**Supplied text**
____
Research backed by the Food and Drug Administration “will likely support” ending a blanket ban on blood donations from sexually active gay men, the agency said Wednesday.
The move would mark a significant reversal of a measure aimed at curbing the spread of HIV that experts and activists have long criticized as overly broad and misguided.
Current federal rules prohibit blood banks from collecting donations from men who have had sex with men within the last three months. An alternative approach researched in the FDA-funded ADVANCE study tested out relying on questionnaires to screen donors, instead of broad “time-based deferrals.”
the FDA’s Carly Kempler said in a statement:
“Although we do not have a specific timeline for when our analysis will be complete, the agency believes the initial data from the study, taken in the context of other data available from blood surveillance in the U.S. and in other countries, will likely support a policy transition to individual risk-based donor screening questions for reducing the risk of HIV transmission.”
____
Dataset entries
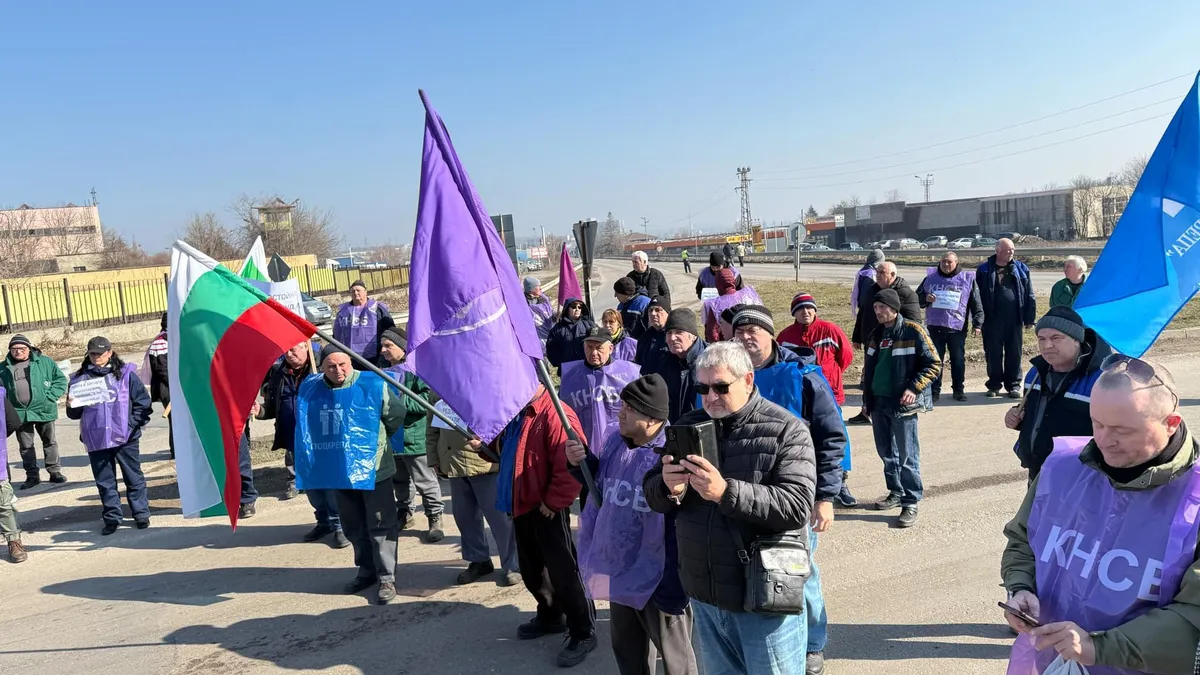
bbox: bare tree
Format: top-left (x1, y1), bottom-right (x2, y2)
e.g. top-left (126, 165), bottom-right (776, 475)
top-left (184, 211), bottom-right (240, 261)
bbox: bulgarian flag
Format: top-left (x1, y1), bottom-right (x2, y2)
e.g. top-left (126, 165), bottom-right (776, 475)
top-left (167, 241), bottom-right (317, 527)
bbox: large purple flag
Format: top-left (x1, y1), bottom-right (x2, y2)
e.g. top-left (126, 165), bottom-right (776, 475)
top-left (408, 91), bottom-right (542, 442)
top-left (558, 243), bottom-right (583, 310)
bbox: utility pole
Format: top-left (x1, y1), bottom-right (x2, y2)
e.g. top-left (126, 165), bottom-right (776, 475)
top-left (736, 167), bottom-right (751, 234)
top-left (913, 173), bottom-right (934, 203)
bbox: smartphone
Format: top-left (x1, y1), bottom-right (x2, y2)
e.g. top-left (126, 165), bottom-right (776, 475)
top-left (662, 420), bottom-right (721, 470)
top-left (996, 603), bottom-right (1042, 628)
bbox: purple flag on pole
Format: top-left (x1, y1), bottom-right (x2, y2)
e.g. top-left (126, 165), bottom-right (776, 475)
top-left (408, 91), bottom-right (542, 442)
top-left (558, 244), bottom-right (583, 310)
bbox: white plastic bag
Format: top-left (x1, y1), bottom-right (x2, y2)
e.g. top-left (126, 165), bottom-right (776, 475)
top-left (1042, 656), bottom-right (1087, 675)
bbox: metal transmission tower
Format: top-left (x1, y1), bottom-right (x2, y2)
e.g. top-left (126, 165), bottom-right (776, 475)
top-left (913, 173), bottom-right (934, 202)
top-left (736, 167), bottom-right (754, 234)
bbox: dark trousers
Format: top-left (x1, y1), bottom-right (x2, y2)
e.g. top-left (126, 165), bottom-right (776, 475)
top-left (88, 441), bottom-right (150, 524)
top-left (512, 509), bottom-right (595, 639)
top-left (608, 601), bottom-right (700, 675)
top-left (337, 477), bottom-right (400, 584)
top-left (983, 316), bottom-right (1025, 392)
top-left (929, 325), bottom-right (967, 395)
top-left (17, 420), bottom-right (62, 476)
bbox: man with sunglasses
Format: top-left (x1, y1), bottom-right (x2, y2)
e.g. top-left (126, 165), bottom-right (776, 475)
top-left (642, 342), bottom-right (816, 675)
top-left (1001, 354), bottom-right (1200, 674)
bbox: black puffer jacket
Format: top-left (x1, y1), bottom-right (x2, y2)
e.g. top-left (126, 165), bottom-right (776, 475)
top-left (642, 390), bottom-right (816, 611)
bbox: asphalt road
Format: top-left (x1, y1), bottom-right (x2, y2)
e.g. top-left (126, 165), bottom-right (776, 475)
top-left (0, 263), bottom-right (1185, 675)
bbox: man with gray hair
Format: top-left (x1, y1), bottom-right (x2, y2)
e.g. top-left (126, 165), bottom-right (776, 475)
top-left (1050, 256), bottom-right (1087, 309)
top-left (1001, 354), bottom-right (1200, 675)
top-left (642, 342), bottom-right (816, 675)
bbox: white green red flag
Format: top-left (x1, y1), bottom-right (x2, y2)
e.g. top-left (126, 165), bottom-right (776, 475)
top-left (167, 241), bottom-right (317, 527)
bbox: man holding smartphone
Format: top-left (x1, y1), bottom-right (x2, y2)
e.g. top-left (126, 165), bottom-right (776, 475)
top-left (643, 342), bottom-right (816, 675)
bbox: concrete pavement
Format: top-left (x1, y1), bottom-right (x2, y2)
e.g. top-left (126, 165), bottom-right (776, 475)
top-left (0, 262), bottom-right (1200, 675)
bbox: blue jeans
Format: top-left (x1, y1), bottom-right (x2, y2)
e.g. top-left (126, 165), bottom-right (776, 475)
top-left (304, 490), bottom-right (342, 530)
top-left (691, 601), bottom-right (809, 675)
top-left (804, 530), bottom-right (829, 653)
top-left (871, 396), bottom-right (924, 506)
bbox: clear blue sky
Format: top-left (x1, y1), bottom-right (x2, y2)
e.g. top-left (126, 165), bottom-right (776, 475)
top-left (0, 0), bottom-right (1200, 250)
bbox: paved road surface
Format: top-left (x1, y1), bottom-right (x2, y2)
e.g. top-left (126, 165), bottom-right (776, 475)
top-left (0, 264), bottom-right (1185, 675)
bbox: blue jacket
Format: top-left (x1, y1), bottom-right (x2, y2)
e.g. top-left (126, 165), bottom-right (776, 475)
top-left (976, 255), bottom-right (1038, 330)
top-left (755, 344), bottom-right (850, 502)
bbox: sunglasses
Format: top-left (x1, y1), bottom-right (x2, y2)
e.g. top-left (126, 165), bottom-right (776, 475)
top-left (696, 382), bottom-right (733, 396)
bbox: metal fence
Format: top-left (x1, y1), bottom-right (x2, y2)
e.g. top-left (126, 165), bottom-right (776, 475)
top-left (0, 265), bottom-right (408, 333)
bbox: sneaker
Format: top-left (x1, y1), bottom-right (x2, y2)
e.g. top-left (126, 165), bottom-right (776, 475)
top-left (558, 633), bottom-right (596, 668)
top-left (329, 530), bottom-right (350, 549)
top-left (804, 651), bottom-right (824, 675)
top-left (846, 413), bottom-right (871, 424)
top-left (379, 581), bottom-right (396, 604)
top-left (457, 561), bottom-right (496, 585)
top-left (425, 514), bottom-right (446, 544)
top-left (301, 525), bottom-right (334, 542)
top-left (875, 494), bottom-right (900, 510)
top-left (8, 539), bottom-right (29, 563)
top-left (517, 616), bottom-right (566, 640)
top-left (342, 577), bottom-right (376, 596)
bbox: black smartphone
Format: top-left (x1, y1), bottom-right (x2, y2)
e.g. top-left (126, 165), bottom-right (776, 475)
top-left (662, 420), bottom-right (721, 470)
top-left (996, 603), bottom-right (1042, 628)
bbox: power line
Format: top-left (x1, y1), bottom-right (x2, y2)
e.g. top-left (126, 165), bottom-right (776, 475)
top-left (758, 113), bottom-right (1175, 190)
top-left (758, 71), bottom-right (1196, 174)
top-left (758, 96), bottom-right (1180, 183)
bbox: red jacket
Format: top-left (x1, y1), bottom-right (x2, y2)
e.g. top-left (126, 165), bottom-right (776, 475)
top-left (494, 390), bottom-right (586, 518)
top-left (776, 318), bottom-right (854, 406)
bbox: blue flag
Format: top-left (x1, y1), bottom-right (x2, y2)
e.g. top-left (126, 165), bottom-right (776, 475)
top-left (407, 92), bottom-right (542, 442)
top-left (1075, 72), bottom-right (1200, 357)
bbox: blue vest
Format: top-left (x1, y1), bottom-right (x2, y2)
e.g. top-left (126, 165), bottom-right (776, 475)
top-left (295, 372), bottom-right (388, 490)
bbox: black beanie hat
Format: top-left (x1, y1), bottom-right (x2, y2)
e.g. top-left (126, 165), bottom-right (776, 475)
top-left (662, 307), bottom-right (700, 338)
top-left (875, 288), bottom-right (900, 311)
top-left (1033, 306), bottom-right (1087, 342)
top-left (620, 374), bottom-right (671, 419)
top-left (379, 327), bottom-right (408, 352)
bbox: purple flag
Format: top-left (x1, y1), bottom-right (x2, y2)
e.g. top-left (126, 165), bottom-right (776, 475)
top-left (558, 244), bottom-right (583, 310)
top-left (407, 91), bottom-right (542, 442)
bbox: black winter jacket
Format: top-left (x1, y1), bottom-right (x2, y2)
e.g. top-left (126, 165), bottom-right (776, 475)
top-left (850, 276), bottom-right (925, 345)
top-left (642, 392), bottom-right (816, 613)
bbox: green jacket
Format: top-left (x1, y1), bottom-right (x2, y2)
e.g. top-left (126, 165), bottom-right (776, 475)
top-left (322, 370), bottom-right (404, 483)
top-left (0, 350), bottom-right (67, 424)
top-left (389, 372), bottom-right (430, 455)
top-left (1000, 426), bottom-right (1200, 675)
top-left (1050, 274), bottom-right (1087, 307)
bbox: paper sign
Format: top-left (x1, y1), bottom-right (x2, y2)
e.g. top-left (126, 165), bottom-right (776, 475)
top-left (934, 289), bottom-right (962, 310)
top-left (67, 377), bottom-right (116, 408)
top-left (433, 401), bottom-right (467, 431)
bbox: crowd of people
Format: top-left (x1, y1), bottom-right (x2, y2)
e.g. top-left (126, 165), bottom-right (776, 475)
top-left (0, 239), bottom-right (1200, 675)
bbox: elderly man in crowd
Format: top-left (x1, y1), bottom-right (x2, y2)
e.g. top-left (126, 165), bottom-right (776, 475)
top-left (1050, 256), bottom-right (1087, 307)
top-left (1004, 307), bottom-right (1112, 480)
top-left (1001, 354), bottom-right (1200, 675)
top-left (643, 342), bottom-right (816, 675)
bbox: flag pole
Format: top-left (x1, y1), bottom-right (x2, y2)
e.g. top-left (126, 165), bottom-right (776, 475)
top-left (534, 357), bottom-right (604, 507)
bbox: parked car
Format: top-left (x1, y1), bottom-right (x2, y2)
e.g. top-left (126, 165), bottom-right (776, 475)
top-left (300, 293), bottom-right (334, 325)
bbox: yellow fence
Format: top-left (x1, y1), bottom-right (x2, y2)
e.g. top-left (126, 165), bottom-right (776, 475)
top-left (0, 265), bottom-right (408, 333)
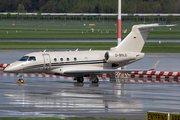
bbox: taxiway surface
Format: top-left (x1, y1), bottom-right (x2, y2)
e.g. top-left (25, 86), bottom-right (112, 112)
top-left (0, 50), bottom-right (180, 119)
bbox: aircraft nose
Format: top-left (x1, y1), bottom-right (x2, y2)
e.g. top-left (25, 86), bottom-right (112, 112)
top-left (4, 67), bottom-right (12, 72)
top-left (4, 66), bottom-right (16, 73)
____
**Your tasks**
1 > Reproduce the passage on the FDA blood donation policy word for word, starting at "The move would" and ending at "broad and misguided.".
2 > Continue the passage on the FDA blood donation policy from the point where it stops.

**Expected responses**
1 >
The move would mark a significant reversal of a measure aimed at curbing the spread of HIV that experts and activists have long criticized as overly broad and misguided.

2 >
Kempler said the FDA had not yet determined when and how the study’s results would be published. The agency is working on draft guidance to be released “in the coming months” that would incorporate results from the study and other “international developments in donor deferral policies.”
Several countries have already shifted away from broad waiting periods for gay men to narrower screening approaches, including Canada earlier this year.
“We have highly relevant information to envision what an individual risk-based approach would look like,” Vitalant Research’s Brian Custer, the study’s principal investigator, told The Wall Street Journal, which was first to report news of the looming change.
While donated blood can be tested for HIV, it can be difficult for most blood banks to detect the virus during the early “window period” after infection.